### TRECHO DA PÁGINA
+ + + +
A medicina e o homem da cobra
No mundo real, quando ocorre insucesso, é comum se perguntar onde foi o erro, pois casos semelhantes foram salvos na televisão......

Existe uma certa confusão conceitual entre erro e insucesso médico. Uma coisa é realizar uma cirurgia sem cuidados de higiene e desrespeitando a técnica, outra é ocorrer uma infecção, sempre possível quando barreiras de proteção são necessariamente rompidas, a despeito dos devidos cuidados. Uma coisa é prescrever um tratamento sem indicação para a doença diagnosticada, outra é observar um efeito colateral grave com um medicamento corretamente prescrito.
Os avanços da medicina contribuem para aumentar a média de vida dos que tem acesso a eles, mas a forma de divulgação das novas tecnologias e medicamentos induziu no subconsciente da população o conceito de que podem tudo. As séries de televisão, com boa assessoria médica, mostram a cura de casos aparentemente terminais no curto tempo do episódio, fortalecendo a ideia de que a medicina moderna pode realmente tudo. A realidade é diferente pois, apesar de poder muito, é limitada, cara e muitas vezes perigosa.
No mundo real, quando ocorre insucesso, é comum se perguntar onde foi o erro, pois casos semelhantes foram salvos na televisão. É verdade que doenças muito graves, até recentemente fatais, têm sido curadas. Infecções, autoimunidade, degeneração, defeitos genéticos, vários tipos de câncer estão sendo contidos, mas muitas vezes o contra-ataque envolve procedimentos também agressivos. São grandes cirurgias, imunossupressores, transplantes, terapias que envolvem riscos, sem garantia absoluta de resultados. Um mesmo tratamento oferecido a pacientes diferentes com a mesma doença pode ter como resultado a cura ou a morte, os dois estando certos.
O insucesso é sempre possível no dia a dia da medicina, mas é diferente de injetar produtos impróprios, em ambientes impróprios, de criar técnicas cirúrgicas sem submetê-las à aprovação, de prescrever medicamentos baseados em crenças ou interesses, como se voltássemos ao tempo do homem da cobra que oferecia remédios "contra tudo" nas feiras públicas. A cobra no pescoço era a estratégia de marketing para atrair a atenção dos passantes e vender chás e ervas de produção própria. Na banca, uma garrafa com um enorme verme, prova da eficiência do produto. Comprava quem queria, com total liberdade, mas baseados em informações falsas.
+ + + +
### SEÇÃO DE DADOS
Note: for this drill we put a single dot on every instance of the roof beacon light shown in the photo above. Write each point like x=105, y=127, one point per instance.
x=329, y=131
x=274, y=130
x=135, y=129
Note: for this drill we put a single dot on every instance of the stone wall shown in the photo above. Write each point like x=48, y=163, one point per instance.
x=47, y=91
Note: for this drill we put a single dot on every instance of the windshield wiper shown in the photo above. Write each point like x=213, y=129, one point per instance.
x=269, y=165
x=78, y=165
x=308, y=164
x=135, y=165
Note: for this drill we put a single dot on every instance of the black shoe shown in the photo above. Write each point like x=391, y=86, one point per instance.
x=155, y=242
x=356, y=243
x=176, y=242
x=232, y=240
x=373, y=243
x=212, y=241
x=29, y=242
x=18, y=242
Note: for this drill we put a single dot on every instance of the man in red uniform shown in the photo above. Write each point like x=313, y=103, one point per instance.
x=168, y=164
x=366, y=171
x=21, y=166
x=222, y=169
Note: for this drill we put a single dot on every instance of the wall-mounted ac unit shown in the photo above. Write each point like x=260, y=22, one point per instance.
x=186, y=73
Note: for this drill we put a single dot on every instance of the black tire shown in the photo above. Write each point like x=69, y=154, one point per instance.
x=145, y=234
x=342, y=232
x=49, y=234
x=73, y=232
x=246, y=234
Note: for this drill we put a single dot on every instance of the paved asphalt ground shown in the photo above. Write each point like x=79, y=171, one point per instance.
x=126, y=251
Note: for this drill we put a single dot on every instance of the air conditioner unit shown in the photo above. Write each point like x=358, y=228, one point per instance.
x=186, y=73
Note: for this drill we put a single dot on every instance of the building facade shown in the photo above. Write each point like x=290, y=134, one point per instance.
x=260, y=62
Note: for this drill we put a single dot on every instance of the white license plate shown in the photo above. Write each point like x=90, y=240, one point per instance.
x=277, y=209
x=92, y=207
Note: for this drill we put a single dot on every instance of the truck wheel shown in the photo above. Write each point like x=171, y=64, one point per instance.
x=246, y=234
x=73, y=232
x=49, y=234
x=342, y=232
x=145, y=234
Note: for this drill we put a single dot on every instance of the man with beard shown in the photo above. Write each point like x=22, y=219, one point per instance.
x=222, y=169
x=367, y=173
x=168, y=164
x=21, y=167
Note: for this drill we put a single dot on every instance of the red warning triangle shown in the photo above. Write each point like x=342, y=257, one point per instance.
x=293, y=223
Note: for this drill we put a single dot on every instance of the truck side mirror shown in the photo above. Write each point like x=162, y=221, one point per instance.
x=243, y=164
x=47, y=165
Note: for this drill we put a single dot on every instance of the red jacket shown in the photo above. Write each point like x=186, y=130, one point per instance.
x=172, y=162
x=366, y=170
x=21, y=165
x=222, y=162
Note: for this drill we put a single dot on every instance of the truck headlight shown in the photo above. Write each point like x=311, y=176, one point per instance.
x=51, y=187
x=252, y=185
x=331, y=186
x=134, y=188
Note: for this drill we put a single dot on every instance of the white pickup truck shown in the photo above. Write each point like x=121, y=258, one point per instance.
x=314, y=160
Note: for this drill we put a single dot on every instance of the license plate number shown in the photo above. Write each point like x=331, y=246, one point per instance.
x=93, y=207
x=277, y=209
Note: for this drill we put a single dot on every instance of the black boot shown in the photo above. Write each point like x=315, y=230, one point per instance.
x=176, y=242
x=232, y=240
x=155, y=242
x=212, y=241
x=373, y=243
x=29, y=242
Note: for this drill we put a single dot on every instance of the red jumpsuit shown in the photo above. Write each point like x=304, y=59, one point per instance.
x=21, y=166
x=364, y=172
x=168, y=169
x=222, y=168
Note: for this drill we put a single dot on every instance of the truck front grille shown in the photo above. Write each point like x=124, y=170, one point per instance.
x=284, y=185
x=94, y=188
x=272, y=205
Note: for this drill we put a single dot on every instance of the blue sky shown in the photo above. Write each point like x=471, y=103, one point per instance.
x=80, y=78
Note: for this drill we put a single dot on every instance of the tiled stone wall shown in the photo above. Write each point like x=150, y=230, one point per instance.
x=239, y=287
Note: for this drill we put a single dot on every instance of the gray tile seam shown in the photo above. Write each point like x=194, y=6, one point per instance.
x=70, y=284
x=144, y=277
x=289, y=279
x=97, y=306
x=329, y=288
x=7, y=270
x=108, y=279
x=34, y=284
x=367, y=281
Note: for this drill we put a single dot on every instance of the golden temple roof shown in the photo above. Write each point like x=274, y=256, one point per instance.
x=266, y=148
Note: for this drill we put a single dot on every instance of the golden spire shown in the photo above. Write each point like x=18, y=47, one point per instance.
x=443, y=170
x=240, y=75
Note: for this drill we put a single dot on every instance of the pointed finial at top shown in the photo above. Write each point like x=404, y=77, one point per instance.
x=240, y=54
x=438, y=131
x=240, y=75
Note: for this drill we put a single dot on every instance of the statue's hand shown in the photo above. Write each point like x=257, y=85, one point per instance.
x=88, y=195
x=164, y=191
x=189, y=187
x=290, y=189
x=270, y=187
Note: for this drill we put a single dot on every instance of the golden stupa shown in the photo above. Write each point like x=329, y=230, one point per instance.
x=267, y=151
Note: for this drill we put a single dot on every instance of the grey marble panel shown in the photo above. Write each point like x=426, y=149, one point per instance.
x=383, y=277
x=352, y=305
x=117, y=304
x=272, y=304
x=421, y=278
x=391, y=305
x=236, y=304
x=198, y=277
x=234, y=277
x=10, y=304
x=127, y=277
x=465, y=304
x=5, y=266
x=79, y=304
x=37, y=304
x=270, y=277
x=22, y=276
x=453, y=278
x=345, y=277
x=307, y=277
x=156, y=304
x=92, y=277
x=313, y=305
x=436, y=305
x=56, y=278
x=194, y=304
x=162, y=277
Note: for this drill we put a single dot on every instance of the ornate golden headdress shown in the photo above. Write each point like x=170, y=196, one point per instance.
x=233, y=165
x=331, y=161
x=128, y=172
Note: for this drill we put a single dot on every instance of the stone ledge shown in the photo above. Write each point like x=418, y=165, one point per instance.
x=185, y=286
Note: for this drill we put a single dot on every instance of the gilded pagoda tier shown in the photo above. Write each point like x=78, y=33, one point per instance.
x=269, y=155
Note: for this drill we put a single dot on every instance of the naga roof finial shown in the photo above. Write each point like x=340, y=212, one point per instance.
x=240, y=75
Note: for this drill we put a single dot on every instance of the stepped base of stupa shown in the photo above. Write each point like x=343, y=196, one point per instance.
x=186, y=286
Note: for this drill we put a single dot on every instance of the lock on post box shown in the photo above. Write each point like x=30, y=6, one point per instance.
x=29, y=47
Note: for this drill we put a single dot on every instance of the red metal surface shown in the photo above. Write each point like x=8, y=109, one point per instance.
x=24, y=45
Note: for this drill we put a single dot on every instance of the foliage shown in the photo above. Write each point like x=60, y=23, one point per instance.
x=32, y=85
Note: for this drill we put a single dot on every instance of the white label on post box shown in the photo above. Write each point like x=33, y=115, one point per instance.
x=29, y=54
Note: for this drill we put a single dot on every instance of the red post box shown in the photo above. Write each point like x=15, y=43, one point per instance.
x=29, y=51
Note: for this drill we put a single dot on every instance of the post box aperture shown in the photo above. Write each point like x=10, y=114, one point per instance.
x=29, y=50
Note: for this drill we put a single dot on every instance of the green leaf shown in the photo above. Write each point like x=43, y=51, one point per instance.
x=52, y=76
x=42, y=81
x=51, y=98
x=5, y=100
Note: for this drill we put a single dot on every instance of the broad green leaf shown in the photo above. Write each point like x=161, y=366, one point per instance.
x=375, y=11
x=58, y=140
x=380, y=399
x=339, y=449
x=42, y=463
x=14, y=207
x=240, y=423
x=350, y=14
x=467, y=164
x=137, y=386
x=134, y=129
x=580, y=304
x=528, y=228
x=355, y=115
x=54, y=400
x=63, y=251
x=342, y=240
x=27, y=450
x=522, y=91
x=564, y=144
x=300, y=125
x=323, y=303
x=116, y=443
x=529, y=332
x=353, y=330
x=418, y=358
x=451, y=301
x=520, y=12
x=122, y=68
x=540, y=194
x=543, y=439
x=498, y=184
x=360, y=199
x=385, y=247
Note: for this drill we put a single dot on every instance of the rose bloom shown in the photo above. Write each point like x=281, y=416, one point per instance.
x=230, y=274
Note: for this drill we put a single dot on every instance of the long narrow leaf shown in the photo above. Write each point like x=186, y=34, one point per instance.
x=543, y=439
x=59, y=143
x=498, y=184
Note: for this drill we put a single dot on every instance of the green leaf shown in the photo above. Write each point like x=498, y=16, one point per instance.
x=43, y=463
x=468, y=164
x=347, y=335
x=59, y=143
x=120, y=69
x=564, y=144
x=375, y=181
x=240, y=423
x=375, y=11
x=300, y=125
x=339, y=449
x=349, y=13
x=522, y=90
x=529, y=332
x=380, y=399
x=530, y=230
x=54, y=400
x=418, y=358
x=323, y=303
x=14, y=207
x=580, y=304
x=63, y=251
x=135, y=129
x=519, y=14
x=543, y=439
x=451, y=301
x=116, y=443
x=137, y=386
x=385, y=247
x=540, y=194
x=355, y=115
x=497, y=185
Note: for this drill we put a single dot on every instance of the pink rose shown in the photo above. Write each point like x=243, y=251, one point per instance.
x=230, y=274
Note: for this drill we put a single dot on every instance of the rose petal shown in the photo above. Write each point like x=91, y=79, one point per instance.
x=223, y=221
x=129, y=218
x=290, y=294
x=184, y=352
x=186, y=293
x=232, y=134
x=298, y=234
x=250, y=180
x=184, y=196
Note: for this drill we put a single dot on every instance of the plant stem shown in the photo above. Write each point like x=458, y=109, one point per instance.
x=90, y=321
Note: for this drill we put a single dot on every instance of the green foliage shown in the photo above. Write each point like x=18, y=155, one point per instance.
+ + + +
### INSTRUÇÕES DE TRABALHO
1 – Segundo o trecho da página, o que havia dentro da garrafa na banca do homem da cobra?
2 – Digite de novo, sem mudar nada, tudo o que vai de "O insucesso é" até "em informações falsas." no trecho da página.

### RESPOSTAS POR TAREFA
1 – Um enorme verme.

2 –
O insucesso é sempre possível no dia a dia da medicina, mas é diferente de injetar produtos impróprios, em ambientes impróprios, de criar técnicas cirúrgicas sem submetê-las à aprovação, de prescrever medicamentos baseados em crenças ou interesses, como se voltássemos ao tempo do homem da cobra que oferecia remédios "contra tudo" nas feiras públicas. A cobra no pescoço era a estratégia de marketing para atrair a atenção dos passantes e vender chás e ervas de produção própria. Na banca, uma garrafa com um enorme verme, prova da eficiência do produto. Comprava quem queria, com total liberdade, mas baseados em informações falsas.